__Referring expression data__.
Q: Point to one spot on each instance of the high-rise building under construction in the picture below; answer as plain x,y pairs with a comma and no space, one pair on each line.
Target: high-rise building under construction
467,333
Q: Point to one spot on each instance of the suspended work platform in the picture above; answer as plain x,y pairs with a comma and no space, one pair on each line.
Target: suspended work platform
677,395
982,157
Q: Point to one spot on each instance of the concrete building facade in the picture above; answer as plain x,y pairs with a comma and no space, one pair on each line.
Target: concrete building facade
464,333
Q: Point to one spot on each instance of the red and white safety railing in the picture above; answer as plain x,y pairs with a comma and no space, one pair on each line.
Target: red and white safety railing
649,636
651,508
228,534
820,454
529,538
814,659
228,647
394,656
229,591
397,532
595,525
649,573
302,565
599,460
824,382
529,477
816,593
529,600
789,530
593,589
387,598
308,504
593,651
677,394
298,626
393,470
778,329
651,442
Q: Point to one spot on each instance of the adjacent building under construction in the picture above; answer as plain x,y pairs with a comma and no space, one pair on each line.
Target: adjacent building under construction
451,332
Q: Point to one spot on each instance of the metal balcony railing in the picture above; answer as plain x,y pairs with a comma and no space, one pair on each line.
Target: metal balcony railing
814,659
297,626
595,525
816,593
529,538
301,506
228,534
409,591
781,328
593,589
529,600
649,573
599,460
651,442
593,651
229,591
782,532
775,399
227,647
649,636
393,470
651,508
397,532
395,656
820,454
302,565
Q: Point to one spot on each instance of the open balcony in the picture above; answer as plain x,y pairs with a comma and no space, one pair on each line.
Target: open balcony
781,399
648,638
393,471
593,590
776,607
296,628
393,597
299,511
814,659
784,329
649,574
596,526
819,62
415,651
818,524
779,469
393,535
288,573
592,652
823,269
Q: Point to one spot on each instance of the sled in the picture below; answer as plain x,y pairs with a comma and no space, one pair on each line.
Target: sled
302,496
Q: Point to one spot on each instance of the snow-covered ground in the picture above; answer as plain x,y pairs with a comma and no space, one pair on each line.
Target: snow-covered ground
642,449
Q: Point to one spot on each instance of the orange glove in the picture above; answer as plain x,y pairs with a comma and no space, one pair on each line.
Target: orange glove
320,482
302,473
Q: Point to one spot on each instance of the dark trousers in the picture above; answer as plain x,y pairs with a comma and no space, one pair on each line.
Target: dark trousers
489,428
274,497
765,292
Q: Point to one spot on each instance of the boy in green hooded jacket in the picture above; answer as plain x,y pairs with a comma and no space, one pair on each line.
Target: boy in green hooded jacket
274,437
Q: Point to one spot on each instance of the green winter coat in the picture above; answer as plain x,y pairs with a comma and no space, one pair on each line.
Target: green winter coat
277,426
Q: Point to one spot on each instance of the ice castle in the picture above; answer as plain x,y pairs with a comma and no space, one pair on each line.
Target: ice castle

__What you are asked to do__. Every line above should be output exactly as it stands.

__Answer__.
Q: Point to one spot on each instance of the high-rise building under construction in the picture below; answer as plain x,y pairs with a comma and no space, one pair on each line.
Target: high-rise building under construction
467,333
Q: Point to one spot on each instance of the suspended work platform in the picture above; answer as plain x,y pairs with a comma and no space, one pair on each line.
Target: suspended work platform
677,395
982,157
Q: Point to one spot on each instance of the concrete building facade in the picture above; answer as plain x,y pairs with a comma and no space, one pair on each line.
Target: concrete building facade
464,333
Q: Point to one spot on each instance of the red and white safety railing in the picture above; answer as plain x,y pairs with a comma and no space, one pair on each line.
Target: red and white safety railing
649,636
651,508
228,534
820,454
529,538
814,659
228,647
394,656
229,591
397,532
595,525
649,573
302,565
599,460
824,382
529,477
816,593
529,600
789,530
593,589
387,598
308,504
593,651
677,394
298,626
393,470
778,329
651,442
Q: Point to one spot on each instance of the adjacent building under construction in the picture above; answer as plain x,y pairs with a comma and no space, one pair on each line.
Target: adjacent building under construction
451,332
Q: Point to one spot on each instance of the metal balcony railing in the picture above; answer as plain x,y pairs with a comma and no space, one pair on each line.
Target: metal balcony railing
814,659
297,626
595,525
816,593
529,538
301,506
228,534
409,591
781,328
593,589
529,600
649,573
599,460
651,442
593,651
229,591
782,532
775,399
227,647
649,636
393,470
651,508
397,532
395,656
820,454
302,565
Q: Point to one spot on each instance of the open balcony in the picture above; answer as plain x,y pairs with a comma and no space, one pair on each line.
Target: open balcony
781,399
648,638
393,471
593,590
776,607
296,628
393,597
299,511
814,659
784,329
649,574
596,526
819,62
415,651
818,524
779,469
393,535
288,573
592,652
823,269
Q: Point to one spot on each instance of the sled in the picture below; answer as plain x,y pairs with a comma and no space, one pair on each line.
Target: sled
302,496
Q: Point to one spot on each instance of the snow-covered ground in the picture above; answer as plain x,y pairs with a comma and no space, one pair on each line.
Target: snow-covered ground
642,449
Q: Point to one spot on each instance of the orange glove in the picture above; answer as plain x,y pairs with a comma and no space, one pair on each line.
Target: orange glove
320,482
302,473
Q: Point to one spot on each instance of the dark trousers in the picture above; answer as plain x,y pairs with a comma and no space, one pair on each line.
Target: dark trousers
489,428
274,497
765,292
Q: Point to one spot on each instance of the boy in green hooded jacket in the picture above; answer as plain x,y pairs with a comma and no space, one pair on each line.
Target: boy in green hooded jacket
274,437
Q: Point to one spot on each instance of the green winter coat in the picture above; answer as plain x,y pairs with a comma and no space, one pair on each line.
Target: green winter coat
277,426
Q: Point to one spot on each instance of the ice castle in the picture above; answer as plain x,y pairs with a comma and no space, one pair on each line.
Target: ice castle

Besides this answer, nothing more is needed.